> **GIVEN EXERCISE**: Pick out every line in the material below that contains the word "shirt", and copy each of those lines in full. Case counts.

Data records:
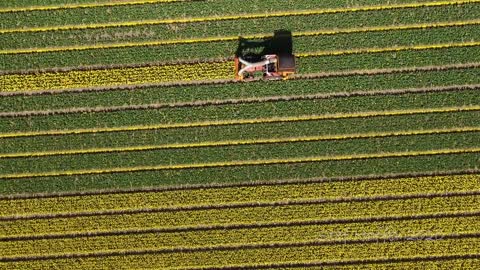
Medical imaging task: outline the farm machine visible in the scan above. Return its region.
[235,53,295,81]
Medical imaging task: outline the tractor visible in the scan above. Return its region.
[235,53,295,81]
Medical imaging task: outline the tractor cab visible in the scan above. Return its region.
[235,53,295,81]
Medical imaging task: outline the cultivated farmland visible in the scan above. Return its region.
[0,0,480,270]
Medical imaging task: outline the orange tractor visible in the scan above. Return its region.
[235,53,295,81]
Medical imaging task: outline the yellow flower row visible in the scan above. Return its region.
[0,147,480,179]
[0,20,480,55]
[3,236,480,269]
[0,174,480,217]
[0,196,480,237]
[0,127,480,158]
[0,105,480,138]
[0,61,234,92]
[0,214,480,257]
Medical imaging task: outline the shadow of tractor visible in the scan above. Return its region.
[235,30,293,62]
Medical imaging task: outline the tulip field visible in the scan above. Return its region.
[0,0,480,270]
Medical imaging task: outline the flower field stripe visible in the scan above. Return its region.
[0,215,480,259]
[0,232,479,262]
[0,83,480,118]
[0,41,480,92]
[1,233,480,269]
[0,20,480,54]
[300,254,480,270]
[0,148,480,180]
[0,175,480,221]
[0,0,191,13]
[0,174,480,217]
[0,194,480,238]
[0,190,480,222]
[0,62,234,92]
[0,105,480,139]
[0,127,480,158]
[0,59,480,96]
[4,210,480,243]
[0,0,480,34]
[295,41,480,58]
[0,169,474,199]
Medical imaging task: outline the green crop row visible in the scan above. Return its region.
[4,237,480,269]
[0,213,480,257]
[0,195,480,237]
[0,111,480,155]
[0,0,444,29]
[0,4,480,50]
[0,174,480,216]
[0,68,480,112]
[0,132,480,174]
[0,90,480,132]
[0,153,480,194]
[0,33,480,73]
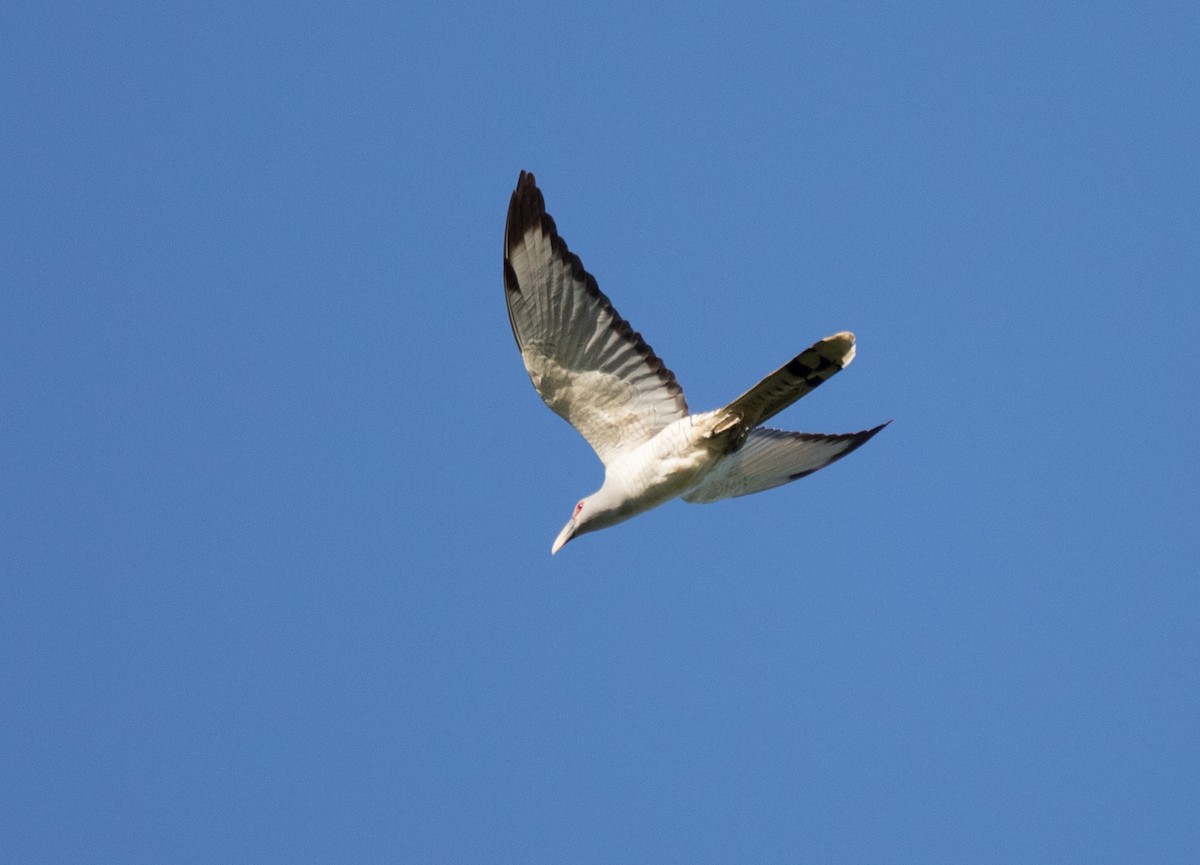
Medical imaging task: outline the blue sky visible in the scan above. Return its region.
[0,2,1200,863]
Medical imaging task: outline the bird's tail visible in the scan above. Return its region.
[713,331,854,439]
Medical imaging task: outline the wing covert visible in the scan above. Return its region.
[504,172,688,464]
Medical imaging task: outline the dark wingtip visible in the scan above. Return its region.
[787,420,892,481]
[504,169,553,258]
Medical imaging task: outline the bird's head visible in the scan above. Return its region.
[550,499,595,555]
[550,479,644,555]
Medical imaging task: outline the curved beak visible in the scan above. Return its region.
[550,517,575,555]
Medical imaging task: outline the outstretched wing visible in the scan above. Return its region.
[504,172,688,464]
[683,421,892,503]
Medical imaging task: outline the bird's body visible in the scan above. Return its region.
[504,172,886,552]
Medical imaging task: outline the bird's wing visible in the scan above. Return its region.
[504,172,688,464]
[683,421,892,503]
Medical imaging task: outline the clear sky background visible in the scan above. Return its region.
[0,1,1200,864]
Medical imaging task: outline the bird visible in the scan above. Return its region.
[504,170,892,554]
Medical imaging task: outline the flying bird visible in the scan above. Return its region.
[504,172,890,554]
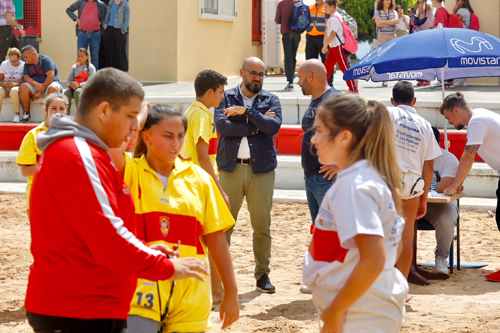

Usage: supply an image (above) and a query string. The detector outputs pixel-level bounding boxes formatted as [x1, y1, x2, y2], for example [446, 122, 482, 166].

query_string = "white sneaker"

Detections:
[300, 286, 312, 294]
[436, 257, 448, 275]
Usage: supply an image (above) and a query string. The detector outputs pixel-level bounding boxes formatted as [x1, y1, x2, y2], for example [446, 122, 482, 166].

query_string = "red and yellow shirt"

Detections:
[16, 122, 47, 210]
[182, 101, 217, 173]
[124, 156, 234, 332]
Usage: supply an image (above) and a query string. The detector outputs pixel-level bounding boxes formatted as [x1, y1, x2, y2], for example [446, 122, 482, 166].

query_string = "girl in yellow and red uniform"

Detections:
[16, 93, 68, 217]
[112, 105, 239, 333]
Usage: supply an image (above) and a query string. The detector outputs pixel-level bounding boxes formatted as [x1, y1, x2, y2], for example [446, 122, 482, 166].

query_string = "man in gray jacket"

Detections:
[66, 0, 108, 69]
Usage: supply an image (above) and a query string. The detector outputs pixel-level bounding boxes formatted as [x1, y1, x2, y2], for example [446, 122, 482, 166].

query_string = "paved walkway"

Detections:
[143, 71, 500, 103]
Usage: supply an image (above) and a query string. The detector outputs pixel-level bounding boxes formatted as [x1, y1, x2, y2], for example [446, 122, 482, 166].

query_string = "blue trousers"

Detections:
[77, 31, 101, 70]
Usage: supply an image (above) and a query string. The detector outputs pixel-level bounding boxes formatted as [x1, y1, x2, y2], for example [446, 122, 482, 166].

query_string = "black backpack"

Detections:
[288, 0, 311, 34]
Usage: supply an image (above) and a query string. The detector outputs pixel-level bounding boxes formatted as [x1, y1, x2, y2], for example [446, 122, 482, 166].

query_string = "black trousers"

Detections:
[495, 179, 500, 231]
[26, 312, 127, 333]
[306, 34, 333, 87]
[103, 26, 128, 72]
[282, 32, 300, 84]
[0, 25, 19, 62]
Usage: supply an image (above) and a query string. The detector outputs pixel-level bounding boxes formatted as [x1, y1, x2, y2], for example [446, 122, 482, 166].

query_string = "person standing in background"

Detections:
[306, 0, 333, 87]
[0, 0, 26, 62]
[103, 0, 130, 72]
[66, 0, 108, 70]
[274, 0, 301, 91]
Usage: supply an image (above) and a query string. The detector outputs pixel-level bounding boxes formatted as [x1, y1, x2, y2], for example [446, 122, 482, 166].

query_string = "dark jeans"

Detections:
[26, 312, 127, 333]
[77, 31, 101, 70]
[304, 174, 337, 224]
[495, 179, 500, 231]
[103, 26, 128, 72]
[282, 32, 300, 84]
[0, 25, 20, 62]
[306, 34, 333, 87]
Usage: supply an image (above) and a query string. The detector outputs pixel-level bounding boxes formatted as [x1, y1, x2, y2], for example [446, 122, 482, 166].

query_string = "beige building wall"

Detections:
[446, 0, 500, 85]
[176, 0, 262, 81]
[40, 0, 77, 82]
[40, 0, 262, 82]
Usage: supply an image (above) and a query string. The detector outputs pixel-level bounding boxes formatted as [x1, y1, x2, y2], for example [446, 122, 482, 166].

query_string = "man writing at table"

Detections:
[423, 127, 463, 274]
[439, 92, 500, 282]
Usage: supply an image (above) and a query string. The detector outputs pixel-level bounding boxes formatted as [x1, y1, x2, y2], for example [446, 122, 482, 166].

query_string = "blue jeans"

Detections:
[77, 31, 101, 70]
[304, 174, 337, 224]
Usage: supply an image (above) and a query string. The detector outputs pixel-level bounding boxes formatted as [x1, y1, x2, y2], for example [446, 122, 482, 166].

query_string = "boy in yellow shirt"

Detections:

> **CORRECT RESULT**:
query_string = "red and yellow shirt"
query_string = "boy in yellow shirt"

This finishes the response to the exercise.